-- Supplied material follows --

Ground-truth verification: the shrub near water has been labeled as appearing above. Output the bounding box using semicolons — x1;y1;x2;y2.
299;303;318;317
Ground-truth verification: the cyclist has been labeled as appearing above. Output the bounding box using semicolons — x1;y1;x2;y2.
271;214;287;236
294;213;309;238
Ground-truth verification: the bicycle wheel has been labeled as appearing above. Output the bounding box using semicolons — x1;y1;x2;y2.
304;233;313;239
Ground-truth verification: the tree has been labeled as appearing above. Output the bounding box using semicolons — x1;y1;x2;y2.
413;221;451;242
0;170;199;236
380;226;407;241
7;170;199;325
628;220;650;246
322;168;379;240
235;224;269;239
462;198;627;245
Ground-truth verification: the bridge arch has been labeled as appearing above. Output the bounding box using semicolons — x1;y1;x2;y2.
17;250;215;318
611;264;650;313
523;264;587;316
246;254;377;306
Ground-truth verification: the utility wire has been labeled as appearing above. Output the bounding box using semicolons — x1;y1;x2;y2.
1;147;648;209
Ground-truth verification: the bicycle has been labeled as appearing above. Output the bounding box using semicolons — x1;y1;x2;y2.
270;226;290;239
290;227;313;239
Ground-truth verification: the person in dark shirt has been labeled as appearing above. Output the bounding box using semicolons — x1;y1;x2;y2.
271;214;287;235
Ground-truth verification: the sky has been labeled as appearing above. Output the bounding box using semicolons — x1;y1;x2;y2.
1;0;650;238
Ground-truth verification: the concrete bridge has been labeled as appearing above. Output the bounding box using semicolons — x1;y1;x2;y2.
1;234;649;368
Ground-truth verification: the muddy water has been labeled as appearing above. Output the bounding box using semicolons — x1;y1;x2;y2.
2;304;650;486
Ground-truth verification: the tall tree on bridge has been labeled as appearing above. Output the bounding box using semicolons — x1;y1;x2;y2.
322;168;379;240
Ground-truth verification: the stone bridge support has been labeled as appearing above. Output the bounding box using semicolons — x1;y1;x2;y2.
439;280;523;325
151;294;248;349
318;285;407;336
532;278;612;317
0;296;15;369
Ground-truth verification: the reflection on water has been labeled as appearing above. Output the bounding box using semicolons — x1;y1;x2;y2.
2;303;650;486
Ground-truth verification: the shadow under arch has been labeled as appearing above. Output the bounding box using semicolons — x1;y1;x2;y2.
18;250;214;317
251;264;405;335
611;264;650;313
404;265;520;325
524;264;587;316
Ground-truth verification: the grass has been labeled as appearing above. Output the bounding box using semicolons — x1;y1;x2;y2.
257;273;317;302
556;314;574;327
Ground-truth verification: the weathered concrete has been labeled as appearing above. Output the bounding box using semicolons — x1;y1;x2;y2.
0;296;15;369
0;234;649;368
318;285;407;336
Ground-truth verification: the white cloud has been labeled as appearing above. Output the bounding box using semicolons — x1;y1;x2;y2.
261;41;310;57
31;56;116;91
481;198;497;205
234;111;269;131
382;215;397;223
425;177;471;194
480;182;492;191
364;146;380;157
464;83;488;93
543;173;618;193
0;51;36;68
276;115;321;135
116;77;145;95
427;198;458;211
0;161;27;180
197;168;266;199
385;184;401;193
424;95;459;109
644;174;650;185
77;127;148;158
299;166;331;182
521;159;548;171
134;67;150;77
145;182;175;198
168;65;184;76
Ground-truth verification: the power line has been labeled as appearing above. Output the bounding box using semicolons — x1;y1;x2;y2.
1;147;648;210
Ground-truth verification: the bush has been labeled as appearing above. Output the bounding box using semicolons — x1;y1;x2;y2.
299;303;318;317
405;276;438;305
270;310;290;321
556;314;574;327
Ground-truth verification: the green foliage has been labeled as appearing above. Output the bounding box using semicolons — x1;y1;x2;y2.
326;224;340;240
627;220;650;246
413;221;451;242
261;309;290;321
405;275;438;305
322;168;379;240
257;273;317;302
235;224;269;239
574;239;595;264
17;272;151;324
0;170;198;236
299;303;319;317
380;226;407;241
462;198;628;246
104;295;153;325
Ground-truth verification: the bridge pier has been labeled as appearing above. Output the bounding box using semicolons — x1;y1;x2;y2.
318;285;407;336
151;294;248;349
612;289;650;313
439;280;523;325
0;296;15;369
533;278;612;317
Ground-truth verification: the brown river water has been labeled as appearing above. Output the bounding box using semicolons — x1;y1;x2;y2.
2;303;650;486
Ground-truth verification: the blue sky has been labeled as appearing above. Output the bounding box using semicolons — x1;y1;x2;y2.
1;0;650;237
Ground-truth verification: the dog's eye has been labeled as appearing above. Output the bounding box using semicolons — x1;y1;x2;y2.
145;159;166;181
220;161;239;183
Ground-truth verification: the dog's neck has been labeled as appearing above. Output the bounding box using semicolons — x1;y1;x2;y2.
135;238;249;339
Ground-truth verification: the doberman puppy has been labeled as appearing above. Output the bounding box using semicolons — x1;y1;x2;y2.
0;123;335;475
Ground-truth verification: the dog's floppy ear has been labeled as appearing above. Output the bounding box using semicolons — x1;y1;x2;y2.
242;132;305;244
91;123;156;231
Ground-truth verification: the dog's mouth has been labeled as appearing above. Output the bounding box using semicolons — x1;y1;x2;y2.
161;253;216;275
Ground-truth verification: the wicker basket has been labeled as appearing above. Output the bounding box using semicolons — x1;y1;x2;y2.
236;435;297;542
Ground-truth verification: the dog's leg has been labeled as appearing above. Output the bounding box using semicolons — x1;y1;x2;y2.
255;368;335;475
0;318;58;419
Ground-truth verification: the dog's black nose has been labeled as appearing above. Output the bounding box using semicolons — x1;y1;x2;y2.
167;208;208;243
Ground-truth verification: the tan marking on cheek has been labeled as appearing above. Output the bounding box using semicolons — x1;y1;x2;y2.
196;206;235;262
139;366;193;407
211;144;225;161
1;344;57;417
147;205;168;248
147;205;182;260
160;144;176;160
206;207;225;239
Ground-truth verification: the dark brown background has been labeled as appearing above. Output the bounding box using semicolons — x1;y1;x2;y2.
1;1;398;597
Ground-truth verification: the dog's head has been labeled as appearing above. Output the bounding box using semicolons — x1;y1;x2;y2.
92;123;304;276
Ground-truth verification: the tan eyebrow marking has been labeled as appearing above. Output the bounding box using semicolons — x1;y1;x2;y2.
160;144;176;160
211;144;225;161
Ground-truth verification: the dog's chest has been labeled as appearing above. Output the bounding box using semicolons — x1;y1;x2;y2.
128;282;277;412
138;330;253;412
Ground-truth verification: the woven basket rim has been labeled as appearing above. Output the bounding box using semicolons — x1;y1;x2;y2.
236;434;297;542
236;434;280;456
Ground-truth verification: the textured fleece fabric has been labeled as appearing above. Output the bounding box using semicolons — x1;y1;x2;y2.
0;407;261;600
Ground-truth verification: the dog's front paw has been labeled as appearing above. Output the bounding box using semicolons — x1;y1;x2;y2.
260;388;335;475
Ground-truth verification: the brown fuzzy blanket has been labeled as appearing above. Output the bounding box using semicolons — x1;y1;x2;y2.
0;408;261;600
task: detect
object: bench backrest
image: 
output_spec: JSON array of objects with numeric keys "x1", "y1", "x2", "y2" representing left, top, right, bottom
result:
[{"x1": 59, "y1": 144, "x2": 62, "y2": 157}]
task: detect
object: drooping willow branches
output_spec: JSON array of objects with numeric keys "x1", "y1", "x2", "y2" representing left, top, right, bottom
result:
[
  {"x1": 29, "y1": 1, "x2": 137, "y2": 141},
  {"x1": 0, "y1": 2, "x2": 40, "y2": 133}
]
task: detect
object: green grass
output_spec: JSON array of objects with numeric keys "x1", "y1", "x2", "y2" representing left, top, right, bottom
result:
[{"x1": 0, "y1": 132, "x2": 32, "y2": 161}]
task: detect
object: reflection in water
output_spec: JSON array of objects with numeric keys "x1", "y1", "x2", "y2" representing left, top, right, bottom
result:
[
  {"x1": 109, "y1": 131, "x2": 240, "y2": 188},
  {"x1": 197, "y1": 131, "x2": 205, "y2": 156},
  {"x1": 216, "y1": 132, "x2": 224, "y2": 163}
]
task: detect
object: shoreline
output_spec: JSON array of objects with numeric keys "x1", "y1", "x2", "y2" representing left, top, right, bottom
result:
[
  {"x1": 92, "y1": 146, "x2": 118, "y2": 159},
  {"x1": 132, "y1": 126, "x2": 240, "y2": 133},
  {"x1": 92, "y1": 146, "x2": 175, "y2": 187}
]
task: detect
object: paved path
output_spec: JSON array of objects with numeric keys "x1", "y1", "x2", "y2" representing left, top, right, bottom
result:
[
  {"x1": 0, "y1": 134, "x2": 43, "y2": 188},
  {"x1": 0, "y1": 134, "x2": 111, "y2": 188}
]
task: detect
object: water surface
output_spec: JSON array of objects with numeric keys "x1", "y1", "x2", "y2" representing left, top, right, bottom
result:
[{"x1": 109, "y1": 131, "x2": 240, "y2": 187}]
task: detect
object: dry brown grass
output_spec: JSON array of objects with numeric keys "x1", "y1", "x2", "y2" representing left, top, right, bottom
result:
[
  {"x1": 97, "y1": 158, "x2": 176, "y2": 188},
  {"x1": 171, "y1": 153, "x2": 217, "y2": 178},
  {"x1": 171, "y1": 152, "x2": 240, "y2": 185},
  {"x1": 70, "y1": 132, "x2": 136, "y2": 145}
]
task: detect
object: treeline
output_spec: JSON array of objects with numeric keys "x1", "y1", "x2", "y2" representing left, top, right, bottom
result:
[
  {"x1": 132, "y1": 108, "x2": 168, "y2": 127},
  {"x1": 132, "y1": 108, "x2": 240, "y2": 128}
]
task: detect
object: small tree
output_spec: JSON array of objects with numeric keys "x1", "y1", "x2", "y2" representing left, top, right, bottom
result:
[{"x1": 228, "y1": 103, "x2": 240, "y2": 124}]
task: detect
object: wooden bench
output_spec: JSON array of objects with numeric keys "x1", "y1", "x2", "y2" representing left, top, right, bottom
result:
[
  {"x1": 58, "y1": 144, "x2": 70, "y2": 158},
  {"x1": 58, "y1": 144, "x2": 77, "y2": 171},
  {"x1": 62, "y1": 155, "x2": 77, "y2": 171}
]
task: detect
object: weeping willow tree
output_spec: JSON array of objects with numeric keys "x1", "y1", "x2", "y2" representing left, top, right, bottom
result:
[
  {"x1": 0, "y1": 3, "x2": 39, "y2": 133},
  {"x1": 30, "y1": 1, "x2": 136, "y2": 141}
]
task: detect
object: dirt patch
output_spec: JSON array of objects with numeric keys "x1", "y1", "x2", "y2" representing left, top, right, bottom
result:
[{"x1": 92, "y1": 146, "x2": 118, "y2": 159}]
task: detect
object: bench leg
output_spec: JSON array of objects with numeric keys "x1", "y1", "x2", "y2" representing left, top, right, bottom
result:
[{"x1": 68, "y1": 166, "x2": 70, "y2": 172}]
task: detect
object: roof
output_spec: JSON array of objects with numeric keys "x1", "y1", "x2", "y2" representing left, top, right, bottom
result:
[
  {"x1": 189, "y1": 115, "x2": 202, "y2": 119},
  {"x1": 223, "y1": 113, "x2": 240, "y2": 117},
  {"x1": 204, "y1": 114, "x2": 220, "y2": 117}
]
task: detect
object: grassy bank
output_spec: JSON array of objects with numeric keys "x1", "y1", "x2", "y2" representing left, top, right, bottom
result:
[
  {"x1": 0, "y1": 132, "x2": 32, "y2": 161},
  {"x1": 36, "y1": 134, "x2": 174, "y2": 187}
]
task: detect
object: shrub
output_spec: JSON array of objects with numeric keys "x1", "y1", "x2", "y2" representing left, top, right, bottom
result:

-- Supplied material concluded --

### Task statement
Read through the data above. Report each line that has the word "bench".

### Answer to the problem
object: bench backrest
object: wooden bench
object: bench leg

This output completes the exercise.